→ TEXTO CITADO
+ + + +

A escolha da operadora no ato da ligação é, sem dúvida, um avanço. Essa flexibilidade não existe, por exemplo, nos
Estados Unidos, onde a opção pela
companhia é feita previamente, por
meio de um contrato de exclusividade.
Precisamos, no entanto, ter cautela.
Os usuários comuns de telefonia interurbana -pelo menos até agora- não
estão se beneficiando da concorrência.
As tarifas residenciais continuam as
mesmas, e representantes das operadoras já declararam que não travarão a
"guerra de tarifas". Para os grandes
usuários (empresas, bancos etc.), já se
anunciam descontos acima de 20%. Para o cidadão, apenas sorteios de prêmios e outras formas de ilusionismo em
troca da fidelidade e dos milhões de
reais que essa atividade gera.
Os novos donos das empresas de telecomunicações estão devendo (e muito)
ao povo brasileiro as melhorias prometidas durante a privatização. Das premissas que "justificaram", aos olhos do
governo federal, a entrega desse patrimônio estratégico ao setor privado,
quatro eram as principais: redução de
tarifas, avanços na qualidade, universalização dos serviços e geração de empregos. Não é preciso dizer muito para
provar que nenhuma virou realidade.
Pelo contrário: o que vemos Brasil
afora é uma queda acentuada da qualidade. Os casos da Telefônica, em São
Paulo, e da Telemar-Minas, apenas para
ficar nesses dois Estados, são suficientemente ilustrativos. O caos a que chegou
a telefonia em São Paulo motivou a
abertura de uma CPI, que já discute a
criação de uma comissão de defesa dos
usuários, tal o volume de problemas. E
impressiona a falta de resultados da
Anatel no cumprimento de suas atribuições quanto à fiscalização. Em Minas, onde a então Telemig ocupava o topo do ranking de qualidade do Sistema
Telebrás nos quatro anos anteriores à
privatização, os serviços de telefonia sofreram, em junho, três panes no curto
intervalo de oito dias.
Embora tenham sido beneficiários de
generosos aumentos tarifários concedidos pelo governo às vésperas da privatização (quase 2.000% só na assinatura
residencial), os novos operadores do
sistema andam na contramão das promessas de reduzir tarifas. Seus lobbies
trabalharam em tempo integral, nos
corredores "adequados", para forçar a
liberação de mais um reajuste, já questionado no Poder Judiciário.
No item universalização, basta lembrar que o Fundo de Universalização
dos Serviços de Telecomunicações
(Fust), criado pela Lei Geral das Telecomunicações, até agora não foi regulamentado. Seus recursos seriam constituídos, em parte, pela taxação de 1% sobre o faturamento das empresas privadas do setor; mas a voz dos lobbies, novamente, tem falado mais alto, fazendo
com que esse fundo ainda repouse em
alguma gaveta do Congresso.

+ + + +

→ LINHAS FORNECIDAS

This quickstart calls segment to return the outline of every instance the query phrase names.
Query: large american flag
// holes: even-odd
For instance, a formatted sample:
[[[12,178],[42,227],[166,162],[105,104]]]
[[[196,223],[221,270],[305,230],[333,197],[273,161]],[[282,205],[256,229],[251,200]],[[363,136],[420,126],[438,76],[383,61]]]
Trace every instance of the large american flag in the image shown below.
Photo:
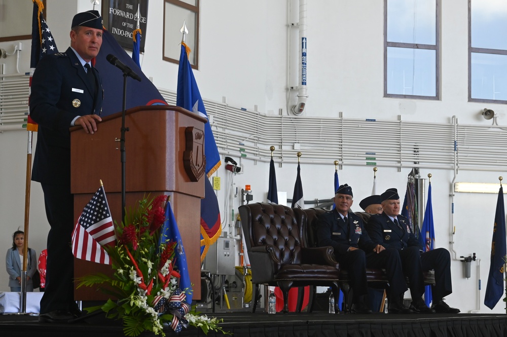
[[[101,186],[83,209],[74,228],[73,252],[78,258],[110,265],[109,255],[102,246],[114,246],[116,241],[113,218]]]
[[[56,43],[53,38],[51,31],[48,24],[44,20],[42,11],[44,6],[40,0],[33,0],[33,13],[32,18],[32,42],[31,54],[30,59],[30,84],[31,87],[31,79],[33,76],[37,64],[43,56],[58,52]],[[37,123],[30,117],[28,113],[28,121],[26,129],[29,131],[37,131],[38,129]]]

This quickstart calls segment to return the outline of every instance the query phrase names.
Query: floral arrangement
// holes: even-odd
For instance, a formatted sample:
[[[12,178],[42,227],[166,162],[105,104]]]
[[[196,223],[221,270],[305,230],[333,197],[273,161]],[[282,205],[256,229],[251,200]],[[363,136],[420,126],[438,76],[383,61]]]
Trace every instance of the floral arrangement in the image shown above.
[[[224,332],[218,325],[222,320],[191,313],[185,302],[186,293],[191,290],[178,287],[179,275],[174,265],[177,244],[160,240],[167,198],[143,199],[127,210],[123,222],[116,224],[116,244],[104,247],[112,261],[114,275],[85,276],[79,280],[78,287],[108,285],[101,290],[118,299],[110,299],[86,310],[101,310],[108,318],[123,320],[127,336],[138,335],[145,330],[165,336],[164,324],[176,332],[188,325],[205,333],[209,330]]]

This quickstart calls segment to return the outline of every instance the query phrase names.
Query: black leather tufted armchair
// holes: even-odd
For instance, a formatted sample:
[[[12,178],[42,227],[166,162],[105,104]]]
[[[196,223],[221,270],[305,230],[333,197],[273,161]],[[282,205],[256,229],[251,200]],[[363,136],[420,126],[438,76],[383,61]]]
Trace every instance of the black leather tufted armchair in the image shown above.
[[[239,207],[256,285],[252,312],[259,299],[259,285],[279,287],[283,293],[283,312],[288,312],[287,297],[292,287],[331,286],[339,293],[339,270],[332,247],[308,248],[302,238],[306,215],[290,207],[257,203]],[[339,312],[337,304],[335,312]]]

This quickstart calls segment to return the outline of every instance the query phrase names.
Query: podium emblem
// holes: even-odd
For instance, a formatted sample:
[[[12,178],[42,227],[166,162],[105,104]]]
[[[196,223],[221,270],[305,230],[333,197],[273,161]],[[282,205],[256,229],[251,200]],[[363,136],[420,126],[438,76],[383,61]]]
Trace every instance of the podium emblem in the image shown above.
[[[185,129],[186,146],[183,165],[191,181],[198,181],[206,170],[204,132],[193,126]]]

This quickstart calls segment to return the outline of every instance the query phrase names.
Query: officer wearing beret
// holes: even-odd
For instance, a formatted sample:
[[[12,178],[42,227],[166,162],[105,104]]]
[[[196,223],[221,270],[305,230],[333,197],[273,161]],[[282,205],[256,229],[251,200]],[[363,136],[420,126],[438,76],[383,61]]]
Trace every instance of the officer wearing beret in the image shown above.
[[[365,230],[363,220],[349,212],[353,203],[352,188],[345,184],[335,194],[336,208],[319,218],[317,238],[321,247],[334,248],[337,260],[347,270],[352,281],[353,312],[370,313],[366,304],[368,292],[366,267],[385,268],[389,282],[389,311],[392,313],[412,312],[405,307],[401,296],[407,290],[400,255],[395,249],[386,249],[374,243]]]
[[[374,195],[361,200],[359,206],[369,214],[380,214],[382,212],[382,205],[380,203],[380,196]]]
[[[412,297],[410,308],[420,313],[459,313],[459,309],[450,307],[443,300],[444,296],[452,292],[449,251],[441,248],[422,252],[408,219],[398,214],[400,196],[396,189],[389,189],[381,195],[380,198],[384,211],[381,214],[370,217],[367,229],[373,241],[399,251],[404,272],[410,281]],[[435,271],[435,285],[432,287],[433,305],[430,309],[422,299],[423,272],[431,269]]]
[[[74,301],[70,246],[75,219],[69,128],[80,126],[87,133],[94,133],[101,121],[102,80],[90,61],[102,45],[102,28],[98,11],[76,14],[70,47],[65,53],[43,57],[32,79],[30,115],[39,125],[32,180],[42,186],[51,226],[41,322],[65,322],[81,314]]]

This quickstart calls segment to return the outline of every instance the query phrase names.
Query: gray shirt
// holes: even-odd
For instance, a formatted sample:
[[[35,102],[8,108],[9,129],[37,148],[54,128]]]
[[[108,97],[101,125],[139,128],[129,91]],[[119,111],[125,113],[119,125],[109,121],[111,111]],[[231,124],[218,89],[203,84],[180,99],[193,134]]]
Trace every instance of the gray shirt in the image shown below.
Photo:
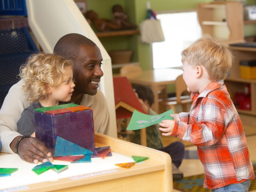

+ + + +

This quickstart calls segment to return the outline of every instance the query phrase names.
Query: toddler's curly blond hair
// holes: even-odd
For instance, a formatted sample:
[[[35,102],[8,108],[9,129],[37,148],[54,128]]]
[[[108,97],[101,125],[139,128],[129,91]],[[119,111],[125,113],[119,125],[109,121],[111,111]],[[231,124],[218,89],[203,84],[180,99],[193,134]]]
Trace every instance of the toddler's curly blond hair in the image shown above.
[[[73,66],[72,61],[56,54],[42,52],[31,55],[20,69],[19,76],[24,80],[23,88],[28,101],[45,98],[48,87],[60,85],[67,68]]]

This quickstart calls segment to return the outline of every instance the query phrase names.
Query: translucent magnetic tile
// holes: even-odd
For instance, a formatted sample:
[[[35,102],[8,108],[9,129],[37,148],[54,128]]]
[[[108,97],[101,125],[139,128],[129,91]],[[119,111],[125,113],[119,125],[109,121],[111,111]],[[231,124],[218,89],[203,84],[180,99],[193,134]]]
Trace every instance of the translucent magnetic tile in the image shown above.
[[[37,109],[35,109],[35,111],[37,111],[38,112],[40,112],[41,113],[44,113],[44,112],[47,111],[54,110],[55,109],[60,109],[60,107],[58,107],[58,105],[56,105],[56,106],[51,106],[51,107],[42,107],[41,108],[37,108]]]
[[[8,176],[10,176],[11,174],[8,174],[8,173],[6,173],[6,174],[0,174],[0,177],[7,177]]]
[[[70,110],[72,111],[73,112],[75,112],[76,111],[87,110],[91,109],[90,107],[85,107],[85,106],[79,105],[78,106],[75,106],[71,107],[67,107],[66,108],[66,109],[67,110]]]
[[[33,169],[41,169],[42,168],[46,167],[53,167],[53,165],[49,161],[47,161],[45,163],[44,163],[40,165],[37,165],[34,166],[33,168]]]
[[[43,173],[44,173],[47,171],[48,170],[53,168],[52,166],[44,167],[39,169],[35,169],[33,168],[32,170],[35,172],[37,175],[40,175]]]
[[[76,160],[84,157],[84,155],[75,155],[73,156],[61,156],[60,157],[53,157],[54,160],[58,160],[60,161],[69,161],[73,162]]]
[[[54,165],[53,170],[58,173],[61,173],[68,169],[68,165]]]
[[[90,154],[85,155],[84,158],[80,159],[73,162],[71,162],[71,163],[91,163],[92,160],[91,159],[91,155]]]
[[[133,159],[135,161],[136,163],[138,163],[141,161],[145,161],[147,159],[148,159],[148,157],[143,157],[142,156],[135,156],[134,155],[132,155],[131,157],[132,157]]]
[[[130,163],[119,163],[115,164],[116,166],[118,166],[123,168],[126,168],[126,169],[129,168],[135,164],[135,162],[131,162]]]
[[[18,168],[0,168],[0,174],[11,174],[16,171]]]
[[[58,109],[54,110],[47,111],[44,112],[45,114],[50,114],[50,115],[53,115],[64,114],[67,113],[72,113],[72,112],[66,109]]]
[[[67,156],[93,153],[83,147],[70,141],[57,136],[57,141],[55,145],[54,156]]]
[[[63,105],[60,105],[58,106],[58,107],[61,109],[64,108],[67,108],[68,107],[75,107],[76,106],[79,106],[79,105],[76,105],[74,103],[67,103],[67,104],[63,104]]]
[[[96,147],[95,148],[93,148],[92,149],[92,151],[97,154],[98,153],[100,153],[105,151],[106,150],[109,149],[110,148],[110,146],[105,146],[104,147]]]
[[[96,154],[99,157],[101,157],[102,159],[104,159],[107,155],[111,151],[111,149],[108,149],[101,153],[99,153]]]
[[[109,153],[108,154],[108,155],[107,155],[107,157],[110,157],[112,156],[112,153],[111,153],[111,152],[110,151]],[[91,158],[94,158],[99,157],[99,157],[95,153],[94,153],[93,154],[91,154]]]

+ + + +

→ ENUNCIADO DO EXERCÍCIO
Segundo o texto citado, quais eram as quatro principais premissas que justificaram, aos olhos do governo federal, a entrega do patrimônio de telecomunicações ao setor privado?

→ RESPOSTA COMPLETA
Redução de tarifas, avanços na qualidade, universalização dos serviços e geração de empregos.